╭─ RECORDS FOR THIS TASK
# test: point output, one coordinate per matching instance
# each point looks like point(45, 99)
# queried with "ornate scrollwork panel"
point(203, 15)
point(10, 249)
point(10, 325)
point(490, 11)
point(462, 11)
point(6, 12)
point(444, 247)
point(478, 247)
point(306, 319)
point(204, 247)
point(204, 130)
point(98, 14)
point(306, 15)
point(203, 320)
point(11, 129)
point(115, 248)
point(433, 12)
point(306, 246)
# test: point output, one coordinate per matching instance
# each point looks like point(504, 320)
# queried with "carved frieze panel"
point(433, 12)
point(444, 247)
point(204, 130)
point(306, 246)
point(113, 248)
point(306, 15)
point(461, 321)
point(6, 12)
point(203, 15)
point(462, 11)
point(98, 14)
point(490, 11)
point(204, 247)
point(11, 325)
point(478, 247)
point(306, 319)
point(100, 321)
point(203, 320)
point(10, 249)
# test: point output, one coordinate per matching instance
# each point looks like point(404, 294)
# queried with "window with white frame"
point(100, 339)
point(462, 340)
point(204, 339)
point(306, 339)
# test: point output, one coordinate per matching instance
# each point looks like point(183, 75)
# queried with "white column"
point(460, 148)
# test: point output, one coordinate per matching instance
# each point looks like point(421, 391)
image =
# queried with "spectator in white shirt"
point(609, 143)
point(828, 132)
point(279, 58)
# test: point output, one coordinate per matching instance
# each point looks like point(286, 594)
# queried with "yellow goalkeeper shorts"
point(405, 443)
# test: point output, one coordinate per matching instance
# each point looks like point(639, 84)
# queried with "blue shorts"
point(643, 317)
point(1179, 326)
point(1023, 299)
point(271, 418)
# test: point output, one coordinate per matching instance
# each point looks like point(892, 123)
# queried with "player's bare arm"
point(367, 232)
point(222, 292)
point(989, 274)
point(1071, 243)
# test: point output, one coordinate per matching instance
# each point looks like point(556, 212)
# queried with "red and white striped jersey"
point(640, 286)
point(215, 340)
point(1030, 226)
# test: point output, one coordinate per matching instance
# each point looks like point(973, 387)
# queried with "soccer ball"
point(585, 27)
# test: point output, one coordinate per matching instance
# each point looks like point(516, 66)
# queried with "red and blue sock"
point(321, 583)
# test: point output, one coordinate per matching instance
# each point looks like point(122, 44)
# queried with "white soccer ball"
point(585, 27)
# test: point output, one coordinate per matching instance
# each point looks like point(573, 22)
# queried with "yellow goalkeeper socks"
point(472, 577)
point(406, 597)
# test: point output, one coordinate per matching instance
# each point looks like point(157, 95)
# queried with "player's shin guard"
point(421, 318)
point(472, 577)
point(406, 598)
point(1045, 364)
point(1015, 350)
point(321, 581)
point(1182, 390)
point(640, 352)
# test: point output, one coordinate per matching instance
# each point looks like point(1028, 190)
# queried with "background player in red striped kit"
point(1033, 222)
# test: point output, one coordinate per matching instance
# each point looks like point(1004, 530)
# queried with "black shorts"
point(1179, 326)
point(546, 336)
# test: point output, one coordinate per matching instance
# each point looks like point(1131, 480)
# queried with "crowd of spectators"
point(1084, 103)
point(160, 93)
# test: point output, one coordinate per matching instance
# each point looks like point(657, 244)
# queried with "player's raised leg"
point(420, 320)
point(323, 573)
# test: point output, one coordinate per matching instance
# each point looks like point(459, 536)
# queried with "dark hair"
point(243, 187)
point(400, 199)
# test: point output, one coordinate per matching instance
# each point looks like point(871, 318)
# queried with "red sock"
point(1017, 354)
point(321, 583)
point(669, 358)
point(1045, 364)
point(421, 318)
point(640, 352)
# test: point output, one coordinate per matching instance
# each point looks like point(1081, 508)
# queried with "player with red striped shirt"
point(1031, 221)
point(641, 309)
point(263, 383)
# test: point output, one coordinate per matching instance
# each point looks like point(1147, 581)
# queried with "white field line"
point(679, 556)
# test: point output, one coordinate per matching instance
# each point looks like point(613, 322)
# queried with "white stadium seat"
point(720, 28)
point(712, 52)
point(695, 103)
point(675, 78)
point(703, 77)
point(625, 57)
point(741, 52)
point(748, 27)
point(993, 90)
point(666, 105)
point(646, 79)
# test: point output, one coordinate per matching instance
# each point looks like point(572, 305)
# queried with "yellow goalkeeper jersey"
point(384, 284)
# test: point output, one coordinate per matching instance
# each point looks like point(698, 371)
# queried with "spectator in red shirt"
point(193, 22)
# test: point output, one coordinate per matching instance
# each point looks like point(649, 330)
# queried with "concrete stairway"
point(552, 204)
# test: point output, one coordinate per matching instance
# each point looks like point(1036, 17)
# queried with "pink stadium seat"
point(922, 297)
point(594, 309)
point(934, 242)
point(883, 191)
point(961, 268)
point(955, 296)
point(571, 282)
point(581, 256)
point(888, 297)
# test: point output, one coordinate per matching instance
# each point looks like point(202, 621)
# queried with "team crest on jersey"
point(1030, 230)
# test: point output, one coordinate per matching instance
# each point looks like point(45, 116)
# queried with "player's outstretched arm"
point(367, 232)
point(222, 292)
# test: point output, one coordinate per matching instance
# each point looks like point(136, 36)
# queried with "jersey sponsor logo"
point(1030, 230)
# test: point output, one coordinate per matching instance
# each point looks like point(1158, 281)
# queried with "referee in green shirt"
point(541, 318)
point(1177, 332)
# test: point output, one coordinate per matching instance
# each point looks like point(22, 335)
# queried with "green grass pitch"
╰─
ASSIGNMENT:
The full listing should be reproduced exactly.

COMPLETED EXERCISE:
# test: point output, one coordinate per matching instance
# each point looks like point(45, 99)
# queried with "ornate scrollwork panel"
point(203, 15)
point(10, 249)
point(10, 325)
point(490, 11)
point(462, 11)
point(6, 12)
point(444, 247)
point(478, 247)
point(306, 319)
point(204, 247)
point(204, 130)
point(98, 14)
point(306, 15)
point(203, 320)
point(11, 129)
point(115, 248)
point(433, 12)
point(306, 246)
# test: point output, one coordinate per matching instance
# each point looks like point(504, 320)
# queried with "carved frieze panel"
point(433, 12)
point(444, 247)
point(204, 130)
point(306, 246)
point(113, 248)
point(306, 15)
point(461, 321)
point(6, 12)
point(203, 15)
point(462, 11)
point(98, 14)
point(490, 11)
point(204, 247)
point(11, 325)
point(478, 247)
point(306, 319)
point(100, 321)
point(203, 320)
point(10, 249)
# test: point output, one coordinate per matching instance
# each point looks like point(404, 294)
# queried with "window with white frame"
point(100, 339)
point(462, 340)
point(204, 339)
point(306, 339)
# test: point output, one coordinate per matching instance
# each point looks like point(183, 75)
# queried with "white column"
point(460, 148)
# test: point output, one coordinate per matching instance
# each point looks like point(421, 391)
image =
# queried with "spectator in white shirt"
point(609, 143)
point(828, 132)
point(279, 58)
# test: point output, one coordinate per matching instance
# each point looks like point(286, 594)
# queried with "yellow goalkeeper shorts"
point(405, 443)
# test: point output, one coordinate per matching instance
# each point looks like point(639, 84)
# queried with "blue shorts"
point(643, 317)
point(1179, 326)
point(1023, 299)
point(271, 418)
# test: point output, one coordinate per matching instance
# each point looks like point(892, 123)
# queried with "player's bare arm"
point(367, 232)
point(222, 292)
point(989, 274)
point(1071, 243)
# test: point output, one coordinate per matching instance
# each point looks like point(556, 212)
# queried with "red and white striped jersey"
point(640, 286)
point(215, 340)
point(1030, 226)
# test: point output, one coordinate per matching instance
# each point looks like point(973, 387)
# queried with "soccer ball"
point(585, 27)
# test: point output, one coordinate per matching instance
# each point looks like point(516, 66)
# queried with "red and blue sock"
point(321, 583)
# test: point output, one coordinate per matching instance
# each point looks like point(122, 44)
# queried with "white soccer ball"
point(585, 27)
# test: point output, one coordinate per matching instance
# each point looks like point(573, 22)
# queried with "yellow goalkeeper socks"
point(472, 577)
point(406, 597)
# test: point output, one coordinate per matching instance
# each point looks like point(157, 95)
# queried with "player's shin guard"
point(421, 318)
point(472, 577)
point(406, 598)
point(1045, 364)
point(1015, 350)
point(321, 581)
point(1182, 390)
point(640, 352)
# test: point output, one coordinate per matching instance
# each point looks like point(1028, 190)
# queried with "background player in red striped kit"
point(1033, 222)
# test: point output, one coordinate per matching instance
# each point looks like point(1004, 530)
# queried with "black shorts"
point(1179, 326)
point(546, 336)
# test: point output, one coordinate per matching instance
# each point looks like point(1131, 480)
# queried with "crowd of spectators"
point(1084, 103)
point(160, 93)
# test: point output, one coordinate per matching instance
# each point looks like point(657, 244)
# queried with "player's raised leg"
point(420, 320)
point(323, 573)
# test: point output, one coordinate per matching instance
# each point looks like point(459, 536)
# queried with "dark hair"
point(243, 187)
point(400, 199)
# test: point output, one coordinate per matching instance
# each point looks like point(871, 318)
# queried with "red sock"
point(1017, 354)
point(321, 583)
point(669, 358)
point(1045, 364)
point(421, 318)
point(640, 352)
# test: point output, one coordinate per matching instance
# each point looks like point(1081, 508)
# queried with "player with red striped shirt"
point(1031, 221)
point(641, 309)
point(263, 383)
# test: point output, one coordinate per matching instance
# each point looks like point(1147, 581)
# queried with "white field line"
point(679, 556)
# test: point output, one coordinate per matching instance
# each point looks like point(613, 322)
# queried with "white stadium seat"
point(720, 28)
point(712, 52)
point(695, 103)
point(675, 78)
point(703, 77)
point(625, 57)
point(741, 52)
point(748, 27)
point(993, 90)
point(666, 105)
point(646, 79)
# test: point output, one coordinate per matching instance
# each point looks like point(572, 305)
# queried with "yellow goalkeeper jersey"
point(384, 284)
# test: point output, one coordinate per matching instance
# each point looks like point(698, 371)
# queried with "spectator in red shirt"
point(193, 22)
# test: point output, one coordinate per matching instance
# each point looks like point(649, 330)
# queried with "concrete stairway"
point(552, 204)
# test: point output, one coordinate per matching instance
# each point looks like point(1036, 17)
# queried with "pink stadium seat"
point(922, 297)
point(594, 309)
point(934, 242)
point(883, 191)
point(961, 268)
point(955, 296)
point(571, 282)
point(581, 256)
point(888, 297)
# test: point output, one coordinate per matching instance
# each point looks like point(202, 621)
# queried with "team crest on jersey"
point(1030, 230)
# test: point output, one coordinate per matching instance
# each point looks like point(45, 116)
# queried with "player's outstretched arm"
point(367, 232)
point(222, 292)
# test: point output, one coordinate per matching instance
# each point looks like point(136, 36)
# queried with "jersey sponsor logo"
point(1030, 230)
# test: point output, one coordinate per matching instance
# each point looks like point(1158, 281)
# queried with "referee in green shirt"
point(541, 318)
point(1177, 332)
# test: point output, one coordinate per matching instance
# each point looks like point(22, 335)
# queried with "green grass pitch"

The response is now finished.